CBPF e Vale estudam física do minério de ferro
Um grupo de pesquisadores do Centro Brasileiro de Pesquisas Físicas (CBPF), no Rio de Janeiro (RJ), está ajudando uma das maiores empresas do mundo a entender melhor o processo que transforma uma das grandes riquezas naturais do Brasil em importante item do cardápio de exportações do país.
O Grupo de Fenômenos Superfície e Interfaces (GFIS), do CBPF, e o Instituto Tecnológico Vale (ITV) estabeleceram convênio para entender o que ocorre na superfície das partículas no processo de obtenção da hematita (óxido de ferro) a partir do minério bruto.
O ITV é ligado à empresa Vale S. A., maior produtora mundial de minério de ferro e de pelotas de ferro – estas últimas, matéria-prima essencial para a fabricação de aço.
Amido e amina
O tema da pesquisa feita no CBPF em convênio com o ITV tem a ver com a chamada física de superfícies. Mais especificamente, qual a natureza da interação de ‘açúcares’ (amido) e compostos nitrogenados (aminas) com a superfície de óxidos de ferro.
Um dos objetivos do projeto é entender, em profundidade, se as ligações químicas envolvidas são de natureza eletrostática ou covalente – nesta última, ocorre compartilhamento de elétrons. Dependendo da força de interação em questão, é possível desenvolver não só o processo de separação (pela técnica de flotação), mas também moléculas mais eficientes na separação seletiva do óxido de ferro (hematita).
Logo após a extração do itabirito – na forma de rochas relativamente volumosas –, esse minério de ferro passa por vários processos de moagem, até que se obtenha um particulado fino, cujos componentes têm diâmetros na casa dos 75 mícrons (ou seja, 0,075 mm). A razão principal para concentrar, na forma de particulados, óxidos de ferro é separar este último do quartzo (figura 1).

[REQUISITOS DO EXERCÍCIO] Cite literalmente a parte do texto sobre o minério de ferro que começa em "Um dos objetivos" e vai até "de ferro (hematita).".

[DADOS BRUTOS]
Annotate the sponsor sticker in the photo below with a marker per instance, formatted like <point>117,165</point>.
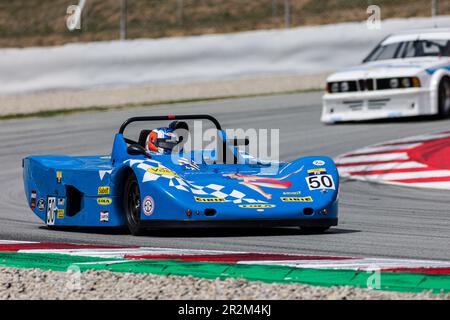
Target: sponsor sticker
<point>104,216</point>
<point>58,176</point>
<point>162,171</point>
<point>60,214</point>
<point>297,199</point>
<point>61,202</point>
<point>149,206</point>
<point>257,206</point>
<point>322,181</point>
<point>51,208</point>
<point>41,204</point>
<point>33,199</point>
<point>318,162</point>
<point>104,201</point>
<point>317,171</point>
<point>215,199</point>
<point>292,193</point>
<point>103,190</point>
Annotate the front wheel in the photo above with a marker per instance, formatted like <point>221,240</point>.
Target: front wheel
<point>132,205</point>
<point>444,98</point>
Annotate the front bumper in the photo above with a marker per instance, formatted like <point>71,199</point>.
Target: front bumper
<point>254,223</point>
<point>381,104</point>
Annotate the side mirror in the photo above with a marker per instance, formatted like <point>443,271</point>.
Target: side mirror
<point>136,149</point>
<point>239,142</point>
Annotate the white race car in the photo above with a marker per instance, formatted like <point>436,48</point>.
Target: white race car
<point>407,74</point>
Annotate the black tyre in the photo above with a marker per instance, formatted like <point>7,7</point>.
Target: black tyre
<point>444,98</point>
<point>314,230</point>
<point>132,205</point>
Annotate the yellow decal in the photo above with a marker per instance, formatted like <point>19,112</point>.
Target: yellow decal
<point>297,199</point>
<point>103,190</point>
<point>257,206</point>
<point>198,199</point>
<point>292,192</point>
<point>58,176</point>
<point>162,171</point>
<point>317,170</point>
<point>60,214</point>
<point>104,201</point>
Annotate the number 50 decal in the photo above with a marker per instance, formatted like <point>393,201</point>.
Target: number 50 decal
<point>321,181</point>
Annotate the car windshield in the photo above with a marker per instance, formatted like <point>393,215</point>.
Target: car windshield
<point>410,49</point>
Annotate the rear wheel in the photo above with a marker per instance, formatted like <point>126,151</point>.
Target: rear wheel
<point>312,230</point>
<point>444,97</point>
<point>132,205</point>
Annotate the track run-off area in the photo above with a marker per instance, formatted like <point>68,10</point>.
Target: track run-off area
<point>376,221</point>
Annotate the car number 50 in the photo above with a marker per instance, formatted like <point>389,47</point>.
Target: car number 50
<point>321,181</point>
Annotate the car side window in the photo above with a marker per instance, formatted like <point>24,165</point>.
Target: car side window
<point>409,50</point>
<point>386,52</point>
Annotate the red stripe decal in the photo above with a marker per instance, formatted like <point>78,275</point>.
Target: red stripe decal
<point>232,258</point>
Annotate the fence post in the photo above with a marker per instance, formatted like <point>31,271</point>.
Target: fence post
<point>180,6</point>
<point>287,13</point>
<point>274,8</point>
<point>433,8</point>
<point>123,20</point>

[RESPOSTA ABAIXO]
Um dos objetivos do projeto é entender, em profundidade, se as ligações químicas envolvidas são de natureza eletrostática ou covalente – nesta última, ocorre compartilhamento de elétrons. Dependendo da força de interação em questão, é possível desenvolver não só o processo de separação (pela técnica de flotação), mas também moléculas mais eficientes na separação seletiva do óxido de ferro (hematita).